_Directions_: Pull out every line of the data below that contains the word "pergola".
[BEGIN Entries shown]
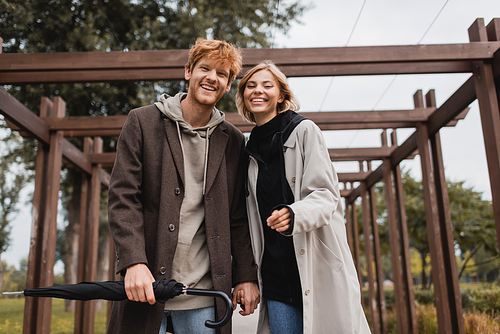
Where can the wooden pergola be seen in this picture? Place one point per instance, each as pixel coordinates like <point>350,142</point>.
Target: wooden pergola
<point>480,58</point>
[END Entries shown]
[BEGIN Entries shown]
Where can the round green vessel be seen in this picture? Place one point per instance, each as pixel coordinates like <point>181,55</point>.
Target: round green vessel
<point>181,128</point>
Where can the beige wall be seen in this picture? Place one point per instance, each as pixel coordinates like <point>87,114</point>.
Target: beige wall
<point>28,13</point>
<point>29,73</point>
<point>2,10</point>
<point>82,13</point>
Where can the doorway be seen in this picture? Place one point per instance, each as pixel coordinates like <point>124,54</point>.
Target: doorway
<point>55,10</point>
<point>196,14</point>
[END Entries shown]
_Answer to this task_:
Where can the wooden pergola be seen in this picture? Place one point per instance, each as pixel coordinates like <point>350,142</point>.
Target: wooden pergola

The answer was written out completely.